Task statement.
Would you write out all of the data exactly as it appears below?

Data in this exercise.
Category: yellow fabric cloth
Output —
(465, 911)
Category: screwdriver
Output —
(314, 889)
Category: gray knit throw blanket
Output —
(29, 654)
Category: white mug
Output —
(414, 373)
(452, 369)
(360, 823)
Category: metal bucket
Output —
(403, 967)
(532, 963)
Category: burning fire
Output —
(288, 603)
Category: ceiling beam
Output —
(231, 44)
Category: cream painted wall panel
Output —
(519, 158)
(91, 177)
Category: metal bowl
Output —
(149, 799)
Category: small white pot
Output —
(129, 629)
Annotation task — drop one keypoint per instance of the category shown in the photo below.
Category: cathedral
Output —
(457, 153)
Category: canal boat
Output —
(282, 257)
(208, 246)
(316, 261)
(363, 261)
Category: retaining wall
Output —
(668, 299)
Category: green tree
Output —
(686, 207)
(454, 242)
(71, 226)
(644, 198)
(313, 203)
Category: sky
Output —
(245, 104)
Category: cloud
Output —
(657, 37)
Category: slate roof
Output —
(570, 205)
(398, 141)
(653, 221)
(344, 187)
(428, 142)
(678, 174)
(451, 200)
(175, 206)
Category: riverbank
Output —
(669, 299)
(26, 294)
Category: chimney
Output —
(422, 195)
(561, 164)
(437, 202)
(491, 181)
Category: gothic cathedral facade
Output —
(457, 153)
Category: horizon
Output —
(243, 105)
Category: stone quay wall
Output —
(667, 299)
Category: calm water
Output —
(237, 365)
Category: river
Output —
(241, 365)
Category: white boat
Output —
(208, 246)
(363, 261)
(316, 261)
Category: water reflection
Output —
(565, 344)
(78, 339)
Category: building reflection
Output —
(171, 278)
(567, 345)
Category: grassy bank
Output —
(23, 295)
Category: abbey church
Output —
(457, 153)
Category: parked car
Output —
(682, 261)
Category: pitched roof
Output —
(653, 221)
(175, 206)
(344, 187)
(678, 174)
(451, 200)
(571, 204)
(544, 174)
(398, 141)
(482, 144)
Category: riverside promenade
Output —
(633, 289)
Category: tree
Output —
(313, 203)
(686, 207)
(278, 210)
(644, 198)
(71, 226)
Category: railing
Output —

Your response.
Category: yellow fabric cloth
Output —
(465, 911)
Category: screwdriver
Output —
(314, 889)
Category: gray knit throw blanket
Output —
(29, 654)
Category: white mug
Output —
(414, 373)
(452, 369)
(360, 823)
Category: metal bucket
Output —
(403, 967)
(532, 963)
Category: burning fire
Output —
(288, 603)
Category: ceiling beam
Output —
(231, 44)
Category: cream painted wall panel
Output —
(519, 158)
(91, 177)
Category: metal bowl
Output —
(149, 799)
Category: small white pot
Output —
(129, 629)
Annotation task — drop one keypoint per instance of the category shown in the photo below.
Category: cathedral
Output —
(457, 153)
Category: canal boat
Output —
(282, 257)
(208, 246)
(316, 261)
(363, 261)
Category: retaining wall
Output —
(668, 299)
Category: green tree
Output —
(686, 207)
(454, 242)
(71, 226)
(644, 198)
(313, 203)
Category: sky
Output —
(245, 104)
Category: cloud
Output —
(657, 37)
Category: slate roof
Output —
(570, 205)
(398, 141)
(653, 221)
(344, 187)
(428, 142)
(678, 174)
(451, 200)
(175, 206)
Category: riverbank
Output —
(669, 299)
(26, 294)
Category: chimney
Output —
(422, 195)
(561, 164)
(437, 202)
(491, 181)
Category: gothic cathedral facade
Output —
(457, 153)
Category: horizon
Output —
(243, 105)
Category: stone quay wall
Output —
(667, 299)
Category: calm water
Output —
(237, 365)
Category: river
Output —
(241, 365)
Category: white boat
Output —
(208, 246)
(363, 261)
(316, 261)
Category: water reflection
Output —
(565, 344)
(78, 339)
Category: building reflection
Output —
(171, 278)
(567, 345)
Category: grassy bank
Output —
(23, 295)
Category: abbey church
Output —
(457, 153)
Category: parked car
Output —
(682, 261)
Category: pitched roof
Output —
(653, 221)
(175, 206)
(344, 187)
(678, 174)
(451, 200)
(571, 204)
(544, 174)
(398, 141)
(482, 144)
Category: riverside promenade
Output —
(633, 289)
Category: tree
Output —
(313, 203)
(686, 207)
(278, 210)
(644, 198)
(71, 226)
Category: railing
Output —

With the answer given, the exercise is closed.